Objective → Lay out the rows from the line with "the rocky shoreline?" to the line with "[340,202,373,207]" as a two-column CSV headed text and value, with one CSV line per row. Put the wording and the answer of each row in a single quoted field apiece, and replace line breaks with spaces.

Provided material →
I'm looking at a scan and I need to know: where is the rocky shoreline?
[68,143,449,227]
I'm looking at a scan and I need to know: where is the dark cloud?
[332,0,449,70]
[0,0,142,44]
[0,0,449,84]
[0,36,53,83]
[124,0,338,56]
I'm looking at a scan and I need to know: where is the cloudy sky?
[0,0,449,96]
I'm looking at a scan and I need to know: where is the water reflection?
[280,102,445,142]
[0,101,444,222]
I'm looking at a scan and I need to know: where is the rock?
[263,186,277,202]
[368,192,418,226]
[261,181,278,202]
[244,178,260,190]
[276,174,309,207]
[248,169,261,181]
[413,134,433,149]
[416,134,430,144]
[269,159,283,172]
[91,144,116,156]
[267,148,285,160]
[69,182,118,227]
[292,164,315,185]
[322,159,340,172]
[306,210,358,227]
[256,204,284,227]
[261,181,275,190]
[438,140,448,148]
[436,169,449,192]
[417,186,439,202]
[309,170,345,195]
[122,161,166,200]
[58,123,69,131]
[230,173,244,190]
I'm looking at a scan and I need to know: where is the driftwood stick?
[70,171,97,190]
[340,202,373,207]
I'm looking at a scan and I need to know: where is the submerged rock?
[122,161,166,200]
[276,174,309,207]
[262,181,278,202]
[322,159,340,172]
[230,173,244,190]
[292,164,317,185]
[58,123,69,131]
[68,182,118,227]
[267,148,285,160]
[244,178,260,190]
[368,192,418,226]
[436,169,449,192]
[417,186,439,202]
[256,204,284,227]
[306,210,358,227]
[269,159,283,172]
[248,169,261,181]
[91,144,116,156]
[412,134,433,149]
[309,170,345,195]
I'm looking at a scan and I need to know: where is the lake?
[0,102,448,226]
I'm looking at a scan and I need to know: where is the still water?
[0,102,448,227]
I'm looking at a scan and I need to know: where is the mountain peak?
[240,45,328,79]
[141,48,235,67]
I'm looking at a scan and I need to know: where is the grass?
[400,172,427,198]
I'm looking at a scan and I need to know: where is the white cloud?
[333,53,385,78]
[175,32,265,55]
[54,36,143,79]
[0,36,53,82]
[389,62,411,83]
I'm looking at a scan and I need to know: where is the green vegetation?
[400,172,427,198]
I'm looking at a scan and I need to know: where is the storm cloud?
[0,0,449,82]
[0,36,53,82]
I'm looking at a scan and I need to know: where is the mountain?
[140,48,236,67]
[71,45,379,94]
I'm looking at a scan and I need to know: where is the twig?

---

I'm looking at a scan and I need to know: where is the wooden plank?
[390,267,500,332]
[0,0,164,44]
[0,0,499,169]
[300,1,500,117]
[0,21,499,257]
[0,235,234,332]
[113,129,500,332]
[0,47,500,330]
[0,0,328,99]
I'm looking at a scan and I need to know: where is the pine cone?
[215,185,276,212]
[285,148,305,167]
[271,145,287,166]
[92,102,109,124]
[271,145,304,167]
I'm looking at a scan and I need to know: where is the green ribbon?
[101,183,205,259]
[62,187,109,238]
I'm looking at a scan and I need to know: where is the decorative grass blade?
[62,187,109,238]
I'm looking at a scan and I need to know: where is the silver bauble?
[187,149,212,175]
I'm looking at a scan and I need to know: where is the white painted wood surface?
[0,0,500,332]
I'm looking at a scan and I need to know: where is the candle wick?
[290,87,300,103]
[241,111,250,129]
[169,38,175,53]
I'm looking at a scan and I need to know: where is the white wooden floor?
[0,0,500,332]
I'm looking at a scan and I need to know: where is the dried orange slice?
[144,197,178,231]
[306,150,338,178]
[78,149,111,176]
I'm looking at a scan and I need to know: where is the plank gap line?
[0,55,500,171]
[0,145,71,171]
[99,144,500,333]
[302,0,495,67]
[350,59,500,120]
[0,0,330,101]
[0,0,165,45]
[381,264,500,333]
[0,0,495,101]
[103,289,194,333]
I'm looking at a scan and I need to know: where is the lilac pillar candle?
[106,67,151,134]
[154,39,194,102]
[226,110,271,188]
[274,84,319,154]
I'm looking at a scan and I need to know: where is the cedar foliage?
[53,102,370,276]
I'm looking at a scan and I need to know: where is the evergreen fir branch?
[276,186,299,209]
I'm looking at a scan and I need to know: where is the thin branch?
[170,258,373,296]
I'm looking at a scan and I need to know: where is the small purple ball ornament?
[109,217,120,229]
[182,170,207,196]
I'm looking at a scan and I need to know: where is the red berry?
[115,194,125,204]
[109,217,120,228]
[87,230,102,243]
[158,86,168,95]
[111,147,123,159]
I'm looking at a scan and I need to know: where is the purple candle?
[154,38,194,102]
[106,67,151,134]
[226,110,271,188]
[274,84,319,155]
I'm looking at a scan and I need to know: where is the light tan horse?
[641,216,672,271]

Reply →
text,value
"I'm looking at a scan and I need to know: where is the rocky shoreline?","[68,143,449,227]"
"I'm looking at a scan and I need to know: where is the dark cloud?","[332,0,449,70] [0,0,142,44] [0,0,449,84] [0,36,53,83] [124,0,338,56]"
"I'm looking at a scan and I need to know: where is the cloudy sky?","[0,0,449,96]"
"I'm looking at a scan and I need to know: where is the water reflection?","[280,102,445,142] [0,101,444,222]"
"I'm looking at a scan and I need to know: where is the rock?","[263,186,277,202] [368,192,418,226] [261,181,278,202] [244,178,260,190] [276,174,309,207] [248,169,261,181] [413,134,433,149] [416,134,430,144] [269,159,283,172] [91,144,116,156] [267,148,285,160] [69,182,118,227] [292,164,315,185] [322,159,340,172] [306,210,358,227] [256,204,284,227] [261,181,275,190] [438,140,448,148] [436,169,449,192] [417,186,439,202] [309,170,345,195] [122,161,166,200] [58,123,69,131] [230,173,244,190]"
"I'm looking at a scan and I need to know: where is the driftwood stick?","[70,171,97,190] [340,202,373,207]"